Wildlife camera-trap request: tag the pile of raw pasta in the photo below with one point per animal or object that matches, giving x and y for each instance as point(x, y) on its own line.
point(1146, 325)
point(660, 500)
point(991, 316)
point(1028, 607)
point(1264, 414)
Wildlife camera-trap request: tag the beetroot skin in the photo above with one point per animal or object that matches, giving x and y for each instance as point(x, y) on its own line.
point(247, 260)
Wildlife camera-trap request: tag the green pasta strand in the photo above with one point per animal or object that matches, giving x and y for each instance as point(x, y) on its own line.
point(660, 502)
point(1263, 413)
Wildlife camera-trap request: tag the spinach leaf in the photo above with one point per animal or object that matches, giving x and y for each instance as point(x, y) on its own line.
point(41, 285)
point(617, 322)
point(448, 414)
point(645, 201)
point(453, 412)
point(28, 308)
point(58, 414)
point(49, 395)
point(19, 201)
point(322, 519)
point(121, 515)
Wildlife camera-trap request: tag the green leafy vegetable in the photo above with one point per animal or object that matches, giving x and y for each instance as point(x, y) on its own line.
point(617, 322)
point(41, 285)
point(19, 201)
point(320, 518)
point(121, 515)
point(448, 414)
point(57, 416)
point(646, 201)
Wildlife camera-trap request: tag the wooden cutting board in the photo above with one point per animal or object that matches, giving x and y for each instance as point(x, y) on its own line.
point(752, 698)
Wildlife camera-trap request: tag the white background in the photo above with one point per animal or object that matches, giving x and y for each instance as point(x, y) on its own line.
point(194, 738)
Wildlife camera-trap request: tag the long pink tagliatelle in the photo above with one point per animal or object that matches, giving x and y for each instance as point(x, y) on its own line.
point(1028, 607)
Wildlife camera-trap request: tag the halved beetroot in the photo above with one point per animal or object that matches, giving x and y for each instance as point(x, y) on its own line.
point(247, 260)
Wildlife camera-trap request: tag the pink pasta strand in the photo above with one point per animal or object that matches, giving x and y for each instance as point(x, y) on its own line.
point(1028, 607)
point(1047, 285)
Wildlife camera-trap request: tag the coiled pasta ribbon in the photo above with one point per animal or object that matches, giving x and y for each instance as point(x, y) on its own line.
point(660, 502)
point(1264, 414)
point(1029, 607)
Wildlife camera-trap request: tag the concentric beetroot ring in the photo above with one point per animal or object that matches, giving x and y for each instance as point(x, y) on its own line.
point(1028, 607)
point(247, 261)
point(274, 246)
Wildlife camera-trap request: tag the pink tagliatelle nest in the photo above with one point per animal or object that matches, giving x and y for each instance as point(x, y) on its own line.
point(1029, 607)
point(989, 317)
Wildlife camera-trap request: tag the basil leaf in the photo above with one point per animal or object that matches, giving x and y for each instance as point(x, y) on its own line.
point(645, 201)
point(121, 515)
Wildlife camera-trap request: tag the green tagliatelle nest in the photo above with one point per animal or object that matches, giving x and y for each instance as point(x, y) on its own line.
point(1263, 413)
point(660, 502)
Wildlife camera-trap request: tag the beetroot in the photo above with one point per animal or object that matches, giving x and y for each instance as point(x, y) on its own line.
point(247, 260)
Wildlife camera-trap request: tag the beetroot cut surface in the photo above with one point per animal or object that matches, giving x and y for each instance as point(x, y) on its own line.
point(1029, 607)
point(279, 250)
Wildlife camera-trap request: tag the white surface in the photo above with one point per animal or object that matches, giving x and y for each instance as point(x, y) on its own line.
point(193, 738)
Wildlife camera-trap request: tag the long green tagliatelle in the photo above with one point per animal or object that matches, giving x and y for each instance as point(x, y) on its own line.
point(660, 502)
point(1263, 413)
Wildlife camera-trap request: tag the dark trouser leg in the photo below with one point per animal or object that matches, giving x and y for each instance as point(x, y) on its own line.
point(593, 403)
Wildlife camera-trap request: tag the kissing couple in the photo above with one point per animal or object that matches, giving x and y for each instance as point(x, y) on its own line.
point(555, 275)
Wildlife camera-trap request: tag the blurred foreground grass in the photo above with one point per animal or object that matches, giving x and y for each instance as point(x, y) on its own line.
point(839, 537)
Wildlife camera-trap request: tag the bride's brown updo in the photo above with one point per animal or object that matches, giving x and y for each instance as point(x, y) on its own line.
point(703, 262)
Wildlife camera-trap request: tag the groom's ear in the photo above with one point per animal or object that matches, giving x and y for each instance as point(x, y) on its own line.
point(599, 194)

**The exercise:** Rewrite all the items above as a Markdown table with two columns, Row and Line. Number each row and skip blank lines.

**Exercise solution:**
| Row | Line |
|---|---|
| 1 | Wildlife camera-trap request: tag the pile of raw pasta in the photo below with one point per animal or object that matches, giving x and y for each instance as point(x, y) on its own line. |
| 2 | point(1146, 325) |
| 3 | point(660, 500) |
| 4 | point(991, 316) |
| 5 | point(1028, 607) |
| 6 | point(1264, 414) |
| 7 | Wildlife camera-trap request: tag the beetroot skin in the photo above with one point per animal or object that matches, giving x and y for each instance as point(x, y) on its own line. |
| 8 | point(247, 260) |
| 9 | Wildlife camera-trap request: tag the green pasta strand in the photo above with one point per animal or object that matches, giving x and y for each instance as point(x, y) on its own line. |
| 10 | point(660, 502) |
| 11 | point(1263, 413) |
| 12 | Wildlife camera-trap request: tag the spinach leaf in the photo above with one point per animal or object that matches, giving x and y for each instance as point(x, y) on its own line. |
| 13 | point(41, 285) |
| 14 | point(617, 322) |
| 15 | point(448, 414) |
| 16 | point(645, 201) |
| 17 | point(453, 412) |
| 18 | point(28, 308) |
| 19 | point(58, 414) |
| 20 | point(49, 395) |
| 21 | point(19, 201) |
| 22 | point(322, 519) |
| 23 | point(121, 515) |
| 24 | Wildlife camera-trap request: tag the green leafy vegetable in the photo above with one point per animal or object that matches, giving x and y for each instance as point(x, y) on its own line. |
| 25 | point(617, 322) |
| 26 | point(41, 285) |
| 27 | point(19, 201) |
| 28 | point(320, 518) |
| 29 | point(121, 515) |
| 30 | point(448, 414) |
| 31 | point(57, 416) |
| 32 | point(646, 201) |
| 33 | Wildlife camera-trap request: tag the wooden cutting board in the photo above with one point per animal or object that matches, giving x and y for each instance as point(x, y) on its own line. |
| 34 | point(752, 698) |
| 35 | Wildlife camera-trap request: tag the white background in the photo above with one point per animal or object that matches, giving x and y for each instance as point(x, y) on its own line. |
| 36 | point(194, 738) |
| 37 | Wildlife camera-trap request: tag the long pink tagliatelle in the photo above with one point per animal or object that matches, giving x and y for each instance as point(x, y) on its own line. |
| 38 | point(1028, 607) |
| 39 | Wildlife camera-trap request: tag the halved beetroot in the photo above with one point per animal or object that matches, giving x and y for each instance as point(x, y) on its own line. |
| 40 | point(247, 260) |
| 41 | Wildlife camera-trap request: tag the pink pasta strand in the photo above with one point per animal or object that matches, giving x and y for each instance as point(x, y) on its own line. |
| 42 | point(1028, 607) |
| 43 | point(1047, 285) |
| 44 | Wildlife camera-trap request: tag the coiled pasta ribbon in the photo above with one point per animal or object that matches, giving x and y for each instance as point(x, y) on its own line. |
| 45 | point(660, 502) |
| 46 | point(1264, 414) |
| 47 | point(1029, 607) |
| 48 | Wildlife camera-trap request: tag the concentric beetroot ring in the photo above with one point per animal or object that matches, giving x and y for each instance as point(x, y) on its own line. |
| 49 | point(1028, 607) |
| 50 | point(247, 261) |
| 51 | point(274, 246) |
| 52 | Wildlife camera-trap request: tag the pink tagliatelle nest in the photo above with one point per animal or object that matches, giving x and y for each instance as point(x, y) on its own line. |
| 53 | point(1029, 607) |
| 54 | point(989, 317) |
| 55 | Wildlife camera-trap request: tag the basil leaf in the photo above with one point per animal or object that matches, giving x and y for each instance as point(x, y) on its own line. |
| 56 | point(645, 201) |
| 57 | point(121, 515) |
| 58 | Wildlife camera-trap request: tag the green tagliatelle nest in the photo above with one point per animal or object that matches, giving x and y for each instance as point(x, y) on its own line. |
| 59 | point(1263, 413) |
| 60 | point(660, 502) |
| 61 | Wildlife camera-trap request: tag the beetroot in the photo above with one point per animal or object that matches, giving x and y for each instance as point(x, y) on its own line. |
| 62 | point(247, 260) |
| 63 | Wildlife camera-trap request: tag the beetroot cut surface in the photo above with one point per animal or object that matches, giving x and y for each instance as point(x, y) on its own line. |
| 64 | point(1029, 607) |
| 65 | point(279, 250) |
| 66 | Wildlife camera-trap request: tag the white surface in the photo above with one point per animal or object that matches, giving x and y for each instance as point(x, y) on its own line. |
| 67 | point(193, 738) |
| 68 | Wildlife camera-trap request: tag the long green tagliatelle in the photo above with one point per animal or object that matches, giving x and y for each instance as point(x, y) on its own line. |
| 69 | point(660, 502) |
| 70 | point(1263, 413) |
| 71 | Wildlife camera-trap request: tag the dark trouser leg in the photo below with one point per animal or object that matches, giving x and y for each instance as point(x, y) on its own line. |
| 72 | point(593, 403) |
| 73 | Wildlife camera-trap request: tag the kissing couple in the photo above with one point per animal or object that matches, giving x and y for each instance as point(x, y) on its own line. |
| 74 | point(555, 275) |
| 75 | Wildlife camera-trap request: tag the blurred foreground grass in the photo above with one point per animal or object that matches, giving x and y for each instance as point(x, y) on its own line. |
| 76 | point(839, 537) |
| 77 | Wildlife camera-trap request: tag the bride's brown updo in the photo above with one point per animal or object that matches, giving x and y for each instance as point(x, y) on its own line. |
| 78 | point(703, 262) |
| 79 | Wildlife camera-trap request: tag the groom's ear in the photo above with one point per animal or object that matches, giving x and y for each instance as point(x, y) on its own line. |
| 80 | point(599, 194) |